NOTA DEL EDITOR AMERICANO

El 5 de enero de 1966 Truman Capote firmó un contrato con Random House para un nuevo libro que se llamaría Plegarias atendidas. El adelanto por los derechos de autor era de 250 000 dólares, y la fecha de entrega era el 1 de enero de 1968. La novela, afirmaba Capote, sería un equivalente contemporáneo de la obra maestra de Proust, En busca del tiempo perdido, un análisis del pequeño universo de la sociedad acaudalada entre aristocrático y mundano de Europa y de la costa este de los Estados Unidos.

Para Capote, 1966 fue un año maravilloso. Dos semanas después de que firmara el contrato de Plegarias atendidas, se publicó A sangre fría como libro, con gran resonancia y una magnífica acogida. Durante la semana siguiente, la foto del autor apareció en la portada de varias revistas del país y la reseña principal en prácticamente todas las secciones de libros del domingo estuvo dedicada a su nueva obra. En el transcurso de ese año, A sangre fría vendió más de 300 000 ejemplares y estuvo en la lista de los best-sellers del New York Times durante treinta y siete semanas. (Finalmente, en 1966, se vendió más que cualquier otro libro no novelístico, excepción hecha de los libros de ayúdese-usted-mismo. Desde entonces ha sido publicado en unas dos docenas de ediciones extranjeras, y sólo en Estados Unidos el número de ejemplares vendidos ha ascendido a casi cinco millones).

Durante ese año, Capote se encontraba en todas partes al mismo tiempo, concedió montones de entrevistas, apareció en televisión en programas de charlas un buen número de veces, pasó las vacaciones en yates y en ilustres casas de campo, y gozó de su fama y fortuna. La culminación de este impetuoso período fue su «Baile en blanco y negro», que todavía se recuerda y que se celebró en noviembre de 1966 en el Plaza, en honor de Kazay Graham, el editor del Washington Post, una fiesta cuya cobertura en la prensa nacional fue similar a la de una cumbre entre el Este y el Oeste.

◆ **Extractos de datos**:
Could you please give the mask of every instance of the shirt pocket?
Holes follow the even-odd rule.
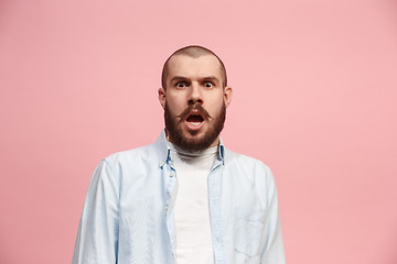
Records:
[[[267,243],[267,211],[235,209],[234,250],[236,263],[260,263]]]

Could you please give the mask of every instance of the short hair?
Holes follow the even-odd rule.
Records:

◆ **Qué hacer**:
(1) Extrae de la selección el pasaje que va de "NOTA DEL EDITOR" a "los Estados Unidos.".
(2) Según la selección, ¿durante cuántas semanas estuvo A sangre fría en la lista de best-sellers del New York Times?

◆ **Problemas resueltos**:
(1)
NOTA DEL EDITOR AMERICANO

El 5 de enero de 1966 Truman Capote firmó un contrato con Random House para un nuevo libro que se llamaría Plegarias atendidas. El adelanto por los derechos de autor era de 250 000 dólares, y la fecha de entrega era el 1 de enero de 1968. La novela, afirmaba Capote, sería un equivalente contemporáneo de la obra maestra de Proust, En busca del tiempo perdido, un análisis del pequeño universo de la sociedad acaudalada entre aristocrático y mundano de Europa y de la costa este de los Estados Unidos.

(2) Durante treinta y siete semanas.